» **Problem requirements**
Reproduce the portion of the star abundances text that starts with "Another important paper" and goes on through "logϵ(N)  ~  7.70−7.80 is present.".

» **Text**
(begin)
Another important paper is Ivans et al. (1999). These authors include also N and indirectly C in their results. They find the same Na-O anticorrelation as we do (see their Fig. 14, upper panel). They find also a relatively well-defined C-O correlation and N-O anticorrelation as is implied also by our Fig. 3. Their C+N+O content is constant within the errors for all the stars, but a bit higher that our result (8.24 vs. 8.16 respectively) in absolute value. As in our case a bimodality is suggested by their measurement of the strength of the CN band at 7874 Å (see their Fig. 11), and partially visible in the N-O anticorrelation where a discontinuity at logϵ(N)  ~  7.70−7.80 is present.

As suggested by the referee, we comment in more detail on the Al content. Marino et al. (2008) found a possible spread in Al, confirmed by Ivans et al. (1999), where Al is correlated with Na with a significance of more than 3σ. We instead find that the Al content is the same for the two groups of stars, which implies no Al-Na correlation. A possible explanation could be the presence of some unrecognized molecular line (CN?) that is blended with Al lines. This line could preferentially affect colder stars, and both the Marino et al. (2008) and Ivans et al. (1999) stars are colder than ours. Because C and N have different abundances for the two groups, we expect that this hypothetical line has a different strength (assuming the same Teff) if a star belongs to one group or the other. This would cause a spurious correlation between Al and N or Na also if the Al content is the same for the two groups. This hypothesis is not totally unreasonable because the spectral ATLAS of Arcturus4 shows that Al lines are possibly blended with some CN line (i.e. the CN line at λ = 6698.746 Å), but the apparent lack of an increasing trend in Al abundance with evolutionary phase in previous works could argue against it.

Another explanation could be the evolutionary state of Marino et al. (2008) and Ivans et al. (1999) targets. Their stars are all above the RGB-bump and so affected by more evolutionary mixing. This is also proved by the 12C/13C value obtained by Ivans et al. (1999) that is of the order of 4 − 5. Our stars instead have 12C/13C  ~  20, implying a less dramatic mixing. A deeper mixing after the RGB-bump could alter significantly (and differentially, with the N-rich group being the most affected) the primordial Al content through products of the MgAl-cycle. However if nucleosynthesis products of the MgAl-cycle are indeed mixed up at this evolutionary phase, this would have consequences also for the Na abundances, as the NeNa-cycle operates at lower temperatures (Charbonnel 2005), and there are studies that argue against such changes (Gratton et al. 2000). A further discussion of this point is beyond the scope of this paper. In any case, in the present paper we find that N-poor and N-rich stars have the same Al content.
(end)
(Position annotation rows)
(begin)
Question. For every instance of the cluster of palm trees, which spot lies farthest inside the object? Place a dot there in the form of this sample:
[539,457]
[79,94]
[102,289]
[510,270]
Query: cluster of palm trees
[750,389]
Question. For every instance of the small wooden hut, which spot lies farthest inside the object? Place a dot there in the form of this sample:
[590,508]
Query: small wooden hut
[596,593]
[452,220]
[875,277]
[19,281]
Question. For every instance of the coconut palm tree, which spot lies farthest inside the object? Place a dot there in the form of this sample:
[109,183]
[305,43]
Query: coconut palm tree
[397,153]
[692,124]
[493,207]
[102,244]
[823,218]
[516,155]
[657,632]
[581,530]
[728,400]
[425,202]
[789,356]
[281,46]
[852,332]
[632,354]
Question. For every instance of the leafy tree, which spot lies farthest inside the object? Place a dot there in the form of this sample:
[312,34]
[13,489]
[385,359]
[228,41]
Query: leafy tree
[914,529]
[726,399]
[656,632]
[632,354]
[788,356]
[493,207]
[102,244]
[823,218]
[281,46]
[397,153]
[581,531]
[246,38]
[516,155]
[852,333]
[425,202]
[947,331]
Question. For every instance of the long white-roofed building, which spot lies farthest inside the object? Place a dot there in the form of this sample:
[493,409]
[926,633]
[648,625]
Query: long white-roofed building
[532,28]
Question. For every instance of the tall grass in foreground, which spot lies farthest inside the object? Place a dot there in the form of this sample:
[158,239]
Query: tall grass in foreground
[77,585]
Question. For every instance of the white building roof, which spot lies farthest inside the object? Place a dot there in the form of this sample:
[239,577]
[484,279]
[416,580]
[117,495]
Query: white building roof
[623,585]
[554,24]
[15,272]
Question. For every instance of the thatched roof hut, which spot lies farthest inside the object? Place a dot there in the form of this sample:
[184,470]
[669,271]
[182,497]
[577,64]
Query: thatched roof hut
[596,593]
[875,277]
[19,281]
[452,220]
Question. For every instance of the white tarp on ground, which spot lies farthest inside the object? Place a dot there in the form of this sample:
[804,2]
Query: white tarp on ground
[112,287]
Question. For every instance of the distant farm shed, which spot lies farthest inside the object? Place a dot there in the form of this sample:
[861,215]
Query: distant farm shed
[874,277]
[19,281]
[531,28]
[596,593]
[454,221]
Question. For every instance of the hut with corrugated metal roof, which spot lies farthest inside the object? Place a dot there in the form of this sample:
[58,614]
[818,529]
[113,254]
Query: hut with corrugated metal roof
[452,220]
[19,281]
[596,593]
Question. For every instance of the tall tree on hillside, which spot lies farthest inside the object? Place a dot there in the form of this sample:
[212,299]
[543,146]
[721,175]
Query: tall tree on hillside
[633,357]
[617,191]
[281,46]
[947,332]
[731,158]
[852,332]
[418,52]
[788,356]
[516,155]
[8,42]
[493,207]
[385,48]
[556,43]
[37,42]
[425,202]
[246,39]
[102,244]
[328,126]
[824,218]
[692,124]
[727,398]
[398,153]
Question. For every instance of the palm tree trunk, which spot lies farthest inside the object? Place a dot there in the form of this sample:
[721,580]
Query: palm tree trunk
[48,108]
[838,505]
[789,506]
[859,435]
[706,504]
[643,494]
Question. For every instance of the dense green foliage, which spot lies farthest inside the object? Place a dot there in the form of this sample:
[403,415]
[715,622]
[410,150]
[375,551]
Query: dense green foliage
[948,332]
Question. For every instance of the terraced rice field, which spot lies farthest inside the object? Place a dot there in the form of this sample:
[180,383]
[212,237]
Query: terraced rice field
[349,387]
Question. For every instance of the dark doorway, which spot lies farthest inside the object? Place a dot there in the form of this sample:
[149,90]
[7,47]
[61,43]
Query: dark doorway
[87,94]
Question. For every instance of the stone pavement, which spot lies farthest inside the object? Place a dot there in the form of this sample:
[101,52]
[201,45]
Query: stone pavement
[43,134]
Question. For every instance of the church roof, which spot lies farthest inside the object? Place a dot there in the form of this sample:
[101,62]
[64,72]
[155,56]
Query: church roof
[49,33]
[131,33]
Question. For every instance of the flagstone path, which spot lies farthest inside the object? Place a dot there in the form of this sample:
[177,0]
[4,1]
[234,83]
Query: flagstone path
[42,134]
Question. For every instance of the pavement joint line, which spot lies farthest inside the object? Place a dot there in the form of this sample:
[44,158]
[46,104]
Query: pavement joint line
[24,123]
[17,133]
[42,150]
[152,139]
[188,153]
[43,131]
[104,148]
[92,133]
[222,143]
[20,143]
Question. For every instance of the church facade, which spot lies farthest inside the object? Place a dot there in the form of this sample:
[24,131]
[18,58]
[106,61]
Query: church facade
(end)
(begin)
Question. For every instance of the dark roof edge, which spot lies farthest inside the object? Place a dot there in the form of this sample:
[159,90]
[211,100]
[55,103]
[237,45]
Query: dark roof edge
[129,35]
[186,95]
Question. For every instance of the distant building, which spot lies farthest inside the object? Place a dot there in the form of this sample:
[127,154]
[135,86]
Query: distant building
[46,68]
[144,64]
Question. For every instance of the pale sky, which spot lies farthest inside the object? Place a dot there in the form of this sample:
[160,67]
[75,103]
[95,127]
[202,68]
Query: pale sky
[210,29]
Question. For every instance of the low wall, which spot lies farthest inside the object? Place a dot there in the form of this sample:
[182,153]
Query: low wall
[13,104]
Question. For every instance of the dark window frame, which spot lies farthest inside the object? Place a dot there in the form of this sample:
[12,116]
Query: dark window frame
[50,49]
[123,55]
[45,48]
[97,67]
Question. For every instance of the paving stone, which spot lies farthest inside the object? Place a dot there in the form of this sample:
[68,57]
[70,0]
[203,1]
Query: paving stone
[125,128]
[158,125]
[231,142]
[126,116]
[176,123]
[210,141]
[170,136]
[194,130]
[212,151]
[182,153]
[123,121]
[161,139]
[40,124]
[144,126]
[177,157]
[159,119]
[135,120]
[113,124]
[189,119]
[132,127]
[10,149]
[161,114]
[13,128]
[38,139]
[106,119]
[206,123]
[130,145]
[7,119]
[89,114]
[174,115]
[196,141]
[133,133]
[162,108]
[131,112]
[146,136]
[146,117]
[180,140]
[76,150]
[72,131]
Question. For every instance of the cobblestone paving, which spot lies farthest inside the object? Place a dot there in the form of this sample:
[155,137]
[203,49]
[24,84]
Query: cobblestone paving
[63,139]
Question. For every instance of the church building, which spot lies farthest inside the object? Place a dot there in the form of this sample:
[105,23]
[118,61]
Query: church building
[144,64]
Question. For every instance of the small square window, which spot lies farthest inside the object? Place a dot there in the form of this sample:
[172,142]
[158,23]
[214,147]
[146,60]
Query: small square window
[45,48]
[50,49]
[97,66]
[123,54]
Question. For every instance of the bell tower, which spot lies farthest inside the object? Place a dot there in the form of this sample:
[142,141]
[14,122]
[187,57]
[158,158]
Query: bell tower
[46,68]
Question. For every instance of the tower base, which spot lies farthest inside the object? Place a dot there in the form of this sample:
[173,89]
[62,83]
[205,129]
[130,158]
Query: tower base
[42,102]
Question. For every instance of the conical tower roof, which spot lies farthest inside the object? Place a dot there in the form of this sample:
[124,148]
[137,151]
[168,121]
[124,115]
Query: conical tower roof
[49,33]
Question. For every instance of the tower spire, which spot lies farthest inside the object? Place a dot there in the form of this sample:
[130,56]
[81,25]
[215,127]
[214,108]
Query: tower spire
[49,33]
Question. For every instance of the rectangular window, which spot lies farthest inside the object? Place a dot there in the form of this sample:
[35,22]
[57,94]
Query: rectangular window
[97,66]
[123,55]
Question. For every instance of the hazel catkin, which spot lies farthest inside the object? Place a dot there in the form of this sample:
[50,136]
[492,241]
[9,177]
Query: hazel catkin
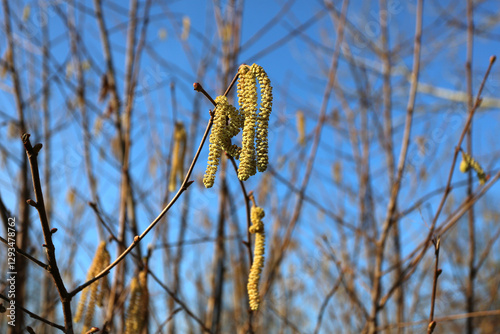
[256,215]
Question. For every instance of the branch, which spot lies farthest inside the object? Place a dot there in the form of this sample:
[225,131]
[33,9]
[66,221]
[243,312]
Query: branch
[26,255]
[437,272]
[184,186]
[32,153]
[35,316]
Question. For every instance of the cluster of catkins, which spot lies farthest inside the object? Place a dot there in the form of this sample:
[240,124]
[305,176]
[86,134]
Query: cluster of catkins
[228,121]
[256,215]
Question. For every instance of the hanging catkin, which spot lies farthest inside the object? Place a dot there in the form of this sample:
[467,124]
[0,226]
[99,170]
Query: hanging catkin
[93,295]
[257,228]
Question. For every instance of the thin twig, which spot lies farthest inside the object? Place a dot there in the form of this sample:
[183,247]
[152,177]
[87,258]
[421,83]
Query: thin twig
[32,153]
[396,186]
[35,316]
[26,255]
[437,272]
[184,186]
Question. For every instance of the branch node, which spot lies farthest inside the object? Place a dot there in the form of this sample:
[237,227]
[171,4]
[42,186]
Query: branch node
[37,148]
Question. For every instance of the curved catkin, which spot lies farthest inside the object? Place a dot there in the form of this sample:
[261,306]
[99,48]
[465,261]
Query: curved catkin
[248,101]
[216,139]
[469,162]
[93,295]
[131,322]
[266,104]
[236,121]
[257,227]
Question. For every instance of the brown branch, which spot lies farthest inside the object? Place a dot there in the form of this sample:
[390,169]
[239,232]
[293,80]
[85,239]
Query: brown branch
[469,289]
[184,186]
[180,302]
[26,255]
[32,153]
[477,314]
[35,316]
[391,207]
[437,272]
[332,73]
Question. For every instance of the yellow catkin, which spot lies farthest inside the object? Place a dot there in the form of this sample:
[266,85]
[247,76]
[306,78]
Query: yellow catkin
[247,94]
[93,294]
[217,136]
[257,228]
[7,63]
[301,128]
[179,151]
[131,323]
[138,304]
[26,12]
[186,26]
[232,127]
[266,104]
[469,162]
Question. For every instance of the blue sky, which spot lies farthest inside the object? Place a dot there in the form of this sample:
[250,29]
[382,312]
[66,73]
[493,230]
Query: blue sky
(end)
» **Exercise output**
Another important paper is Ivans et al. (1999). These authors include also N and indirectly C in their results. They find the same Na-O anticorrelation as we do (see their Fig. 14, upper panel). They find also a relatively well-defined C-O correlation and N-O anticorrelation as is implied also by our Fig. 3. Their C+N+O content is constant within the errors for all the stars, but a bit higher that our result (8.24 vs. 8.16 respectively) in absolute value. As in our case a bimodality is suggested by their measurement of the strength of the CN band at 7874 Å (see their Fig. 11), and partially visible in the N-O anticorrelation where a discontinuity at logϵ(N)  ~  7.70−7.80 is present.